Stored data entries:

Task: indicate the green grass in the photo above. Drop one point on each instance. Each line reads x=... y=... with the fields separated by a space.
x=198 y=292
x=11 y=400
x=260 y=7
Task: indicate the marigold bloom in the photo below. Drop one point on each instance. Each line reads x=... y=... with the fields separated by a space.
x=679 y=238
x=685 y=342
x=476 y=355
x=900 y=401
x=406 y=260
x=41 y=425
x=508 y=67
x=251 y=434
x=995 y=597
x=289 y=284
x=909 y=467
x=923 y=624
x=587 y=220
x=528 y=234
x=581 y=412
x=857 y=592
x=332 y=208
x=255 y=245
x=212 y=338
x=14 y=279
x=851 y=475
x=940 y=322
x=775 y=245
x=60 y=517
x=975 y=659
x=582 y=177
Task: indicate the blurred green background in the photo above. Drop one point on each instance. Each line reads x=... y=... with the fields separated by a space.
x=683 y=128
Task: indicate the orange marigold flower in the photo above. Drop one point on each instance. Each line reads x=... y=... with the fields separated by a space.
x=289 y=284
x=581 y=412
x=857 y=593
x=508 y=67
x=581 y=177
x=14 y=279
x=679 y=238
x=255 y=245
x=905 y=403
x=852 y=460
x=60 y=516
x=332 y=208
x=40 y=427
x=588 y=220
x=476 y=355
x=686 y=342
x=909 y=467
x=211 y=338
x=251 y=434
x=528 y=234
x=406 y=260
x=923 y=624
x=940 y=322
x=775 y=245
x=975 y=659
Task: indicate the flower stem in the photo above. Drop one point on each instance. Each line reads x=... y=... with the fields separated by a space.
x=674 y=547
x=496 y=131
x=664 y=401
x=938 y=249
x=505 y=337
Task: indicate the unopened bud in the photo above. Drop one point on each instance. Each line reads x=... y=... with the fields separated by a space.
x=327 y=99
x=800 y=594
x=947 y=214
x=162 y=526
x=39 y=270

> **WHAT YOU ARE ASKED TO DO**
Please write out each entry shown above exactly as given.

> **RESPONSE TO THE EXERCISE**
Task: indicate the green grass in the photo above. Drop one point on each instance. Each line reads x=... y=... with the fields separated by a space.
x=198 y=292
x=11 y=400
x=260 y=7
Task: indicate the marigold bloom in the photo below. Drop one point on each instance. Each line reads x=... y=... with the fields separated by a space.
x=679 y=238
x=685 y=342
x=476 y=355
x=900 y=401
x=406 y=260
x=41 y=425
x=508 y=67
x=251 y=434
x=995 y=597
x=289 y=284
x=909 y=467
x=923 y=624
x=587 y=220
x=528 y=234
x=581 y=412
x=857 y=592
x=332 y=208
x=255 y=245
x=212 y=338
x=14 y=279
x=851 y=475
x=940 y=322
x=775 y=245
x=60 y=517
x=975 y=659
x=582 y=177
Task: indicate the blurred green background in the photo above. Drop one point on each instance. Each line reads x=... y=... with the fields separated by a space.
x=683 y=128
Task: indicate the orange marigold flower in the photo above. Drop one point on each instance. Each line reads x=... y=... with the fields separated by a space.
x=289 y=284
x=581 y=412
x=857 y=593
x=508 y=67
x=581 y=177
x=14 y=279
x=679 y=238
x=255 y=245
x=905 y=403
x=852 y=460
x=60 y=516
x=332 y=208
x=40 y=427
x=588 y=220
x=476 y=355
x=686 y=342
x=909 y=467
x=211 y=338
x=251 y=434
x=528 y=234
x=406 y=260
x=923 y=624
x=940 y=322
x=775 y=245
x=975 y=659
Task: indicate the flower stem in the photo above. Drop one point on each instance. Each line reads x=... y=... with the fields separated by a space.
x=674 y=547
x=496 y=131
x=664 y=401
x=938 y=249
x=505 y=337
Task: indicate the unopened bud in the photo above. Drop one point on each instance. Each line reads x=... y=... with the fields separated by a space.
x=327 y=99
x=800 y=594
x=947 y=214
x=162 y=526
x=39 y=270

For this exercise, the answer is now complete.